▶ _Supplied passage_:
■ ■ ■ ■

Back to finance main pageBack to channelnewsasia.com
 


China: Challenges Ahead
Only the Large Can Survive - Competition for Chinese Consumers Erodes Profit Margins
By Leslie Chang, The Asian Wall Street Journal
Monday, 13 October 2003

Beijing - American businessman Paul Rasch elbows his way through a crowded Carrefour supermarket to the display of Great Lakes fruit juice, the product his family's US company has been selling here for a decade. It is on sale for $2.30 a bottle, but a Chinese competitor, Huiyuan, is offering a bigger bottle at half the price. Mr Rasch walks down an aisle teeming with dozens of fruit-juice brands, reading the state of the marketplace from their cartons. A recent manufacturing date on one means it is selling fast. A deep discount on another suggests that the company is in trouble. Mr. Rasch grabs a three-pack of a rival juice brand, now doing a buy-two-get-one-free promotion, and glares at it.

"You're killing us. You're ruining it for everyone," he moans.

Selling consumer goods in China is getting harder, threatening to squeeze out all but the largest multinationals as foreign corporations face brutal competition from Chinese rivals. Veteran foreign executives now describe the mid-1990s as the golden days, when their products were novelties, consumers were impressionable, and domestic competition trailed.

Complaints then often centered on corrupt officials and uneven enforcement of the rules. But these days foreign firms are being beaten at their own game, often by Chinese rivals competing fair and square and turning out to be better capitalists.

■ ■ ■ ■

In the article about selling consumer goods in China, which Chinese competitor sells a bigger bottle of juice at half the price of Great Lakes?

▶ _Source material_:
■ ■ ■ ■

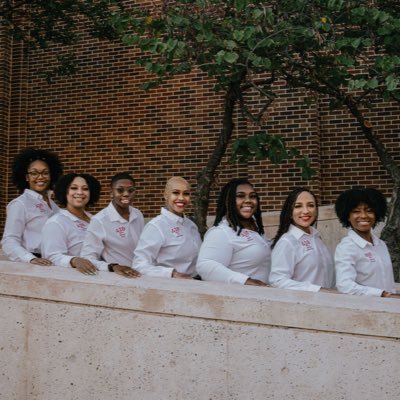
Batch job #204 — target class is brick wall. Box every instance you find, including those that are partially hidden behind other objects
[0,18,400,231]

■ ■ ■ ■

▶ _Exercise solution_: Huiyuan